[[ Extracted material, beginning ]]
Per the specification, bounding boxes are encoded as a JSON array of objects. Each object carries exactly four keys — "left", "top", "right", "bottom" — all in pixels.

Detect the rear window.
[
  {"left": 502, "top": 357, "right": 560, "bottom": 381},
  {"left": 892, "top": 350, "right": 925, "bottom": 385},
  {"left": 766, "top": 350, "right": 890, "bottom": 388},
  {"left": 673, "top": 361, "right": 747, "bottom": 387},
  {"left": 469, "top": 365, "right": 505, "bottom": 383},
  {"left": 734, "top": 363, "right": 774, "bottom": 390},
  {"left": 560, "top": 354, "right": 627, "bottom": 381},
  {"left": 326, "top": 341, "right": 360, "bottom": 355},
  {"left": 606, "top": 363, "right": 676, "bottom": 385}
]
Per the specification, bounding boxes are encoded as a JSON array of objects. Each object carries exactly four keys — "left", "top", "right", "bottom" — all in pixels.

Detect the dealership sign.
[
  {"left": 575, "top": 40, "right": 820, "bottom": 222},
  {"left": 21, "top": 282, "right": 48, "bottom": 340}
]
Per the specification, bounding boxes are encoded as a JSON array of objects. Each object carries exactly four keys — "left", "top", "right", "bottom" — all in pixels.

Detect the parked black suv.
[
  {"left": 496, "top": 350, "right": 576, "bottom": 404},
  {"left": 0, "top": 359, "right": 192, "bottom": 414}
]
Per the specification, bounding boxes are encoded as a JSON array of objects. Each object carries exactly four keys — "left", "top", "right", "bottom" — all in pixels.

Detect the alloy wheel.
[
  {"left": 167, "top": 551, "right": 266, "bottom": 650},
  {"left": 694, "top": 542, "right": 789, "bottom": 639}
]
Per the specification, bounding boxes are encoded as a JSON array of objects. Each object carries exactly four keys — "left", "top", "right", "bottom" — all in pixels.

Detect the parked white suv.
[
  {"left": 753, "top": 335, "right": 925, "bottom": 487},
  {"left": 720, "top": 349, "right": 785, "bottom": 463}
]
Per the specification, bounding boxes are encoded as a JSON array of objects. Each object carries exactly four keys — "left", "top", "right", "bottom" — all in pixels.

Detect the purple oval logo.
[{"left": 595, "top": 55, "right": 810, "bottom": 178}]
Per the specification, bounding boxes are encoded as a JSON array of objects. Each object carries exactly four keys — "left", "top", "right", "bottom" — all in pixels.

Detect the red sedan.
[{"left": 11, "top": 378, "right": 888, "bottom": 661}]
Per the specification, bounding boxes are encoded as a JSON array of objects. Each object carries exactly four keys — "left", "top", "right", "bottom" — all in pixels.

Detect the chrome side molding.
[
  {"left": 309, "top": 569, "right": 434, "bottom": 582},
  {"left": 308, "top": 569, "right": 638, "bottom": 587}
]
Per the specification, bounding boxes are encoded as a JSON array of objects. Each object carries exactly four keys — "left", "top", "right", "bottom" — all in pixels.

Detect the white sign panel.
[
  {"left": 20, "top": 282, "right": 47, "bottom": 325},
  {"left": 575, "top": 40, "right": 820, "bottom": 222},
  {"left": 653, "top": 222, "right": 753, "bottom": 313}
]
[[ Extracted material, end ]]
Beginning with the line that holds "Detect the chrome side molding." and ending with the last line of the material, retype each line exactly and output nothing else.

Detect the chrome side molding.
[
  {"left": 309, "top": 569, "right": 434, "bottom": 582},
  {"left": 308, "top": 569, "right": 638, "bottom": 587}
]
Per the specification, bounding boxes are encoded as a JSON array of objects. Each object carries exactly four keys — "left", "top", "right", "bottom" — all in pixels.

Detect the white sign panel.
[
  {"left": 20, "top": 282, "right": 47, "bottom": 325},
  {"left": 575, "top": 40, "right": 820, "bottom": 222},
  {"left": 653, "top": 222, "right": 753, "bottom": 313}
]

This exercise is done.